Exercise goal ::
Rewrite every line of the data below as a Markdown table with two columns, Row and Line, and skip any blank lines. Leave the pictures out of your answer.

[Image location labeling data]
___

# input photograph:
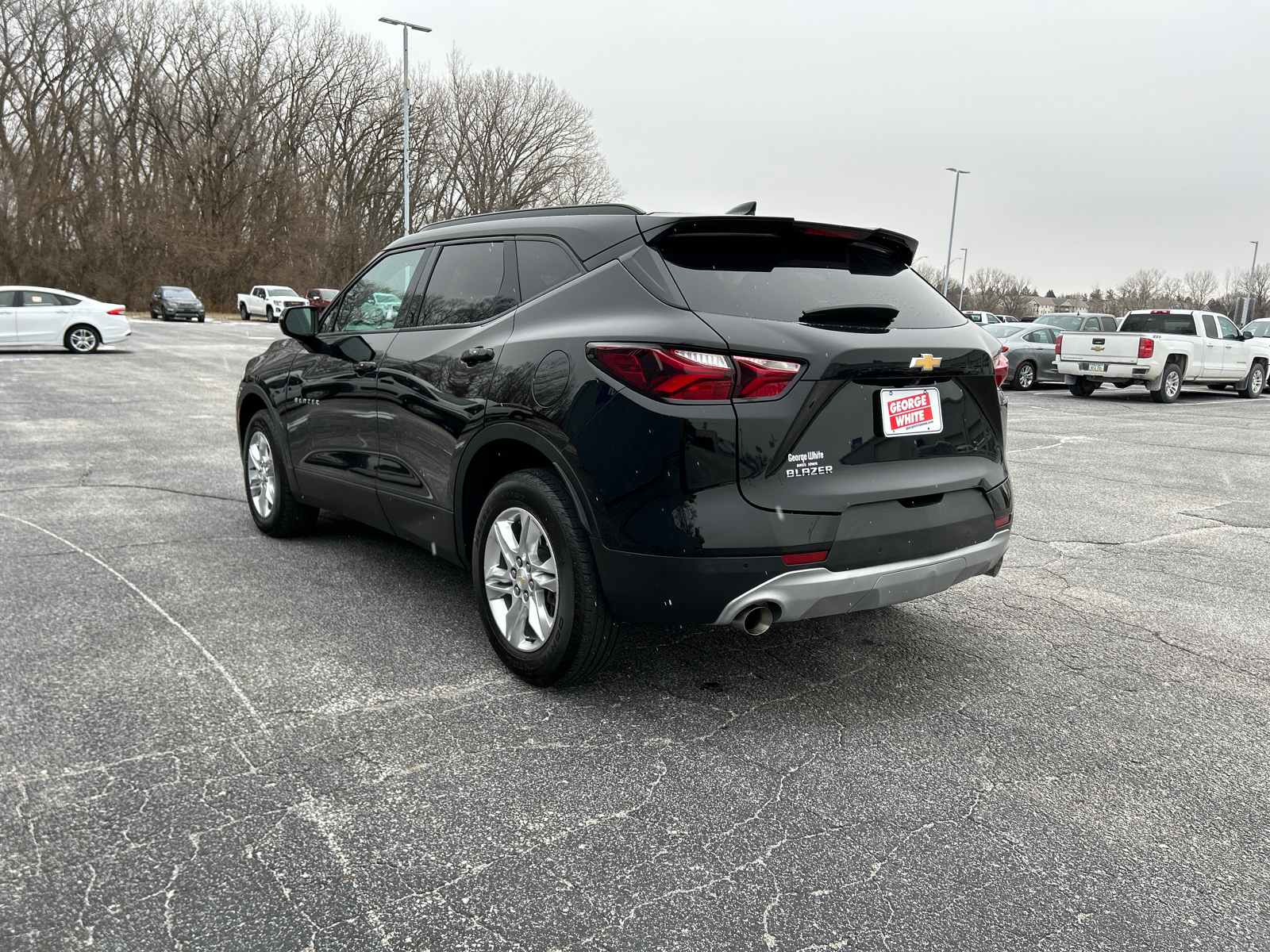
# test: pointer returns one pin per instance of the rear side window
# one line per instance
(543, 266)
(783, 272)
(375, 300)
(1229, 330)
(469, 285)
(1160, 323)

___

Full answer ::
| Row | Line |
|---|---|
| 1 | # input photograph: |
| 2 | # test: pointer returns one pin per instance of the rear side window |
| 3 | # one line per instance |
| 4 | (543, 266) |
| 5 | (783, 272) |
| 6 | (375, 300) |
| 7 | (1229, 330) |
| 8 | (469, 285) |
| 9 | (1160, 323) |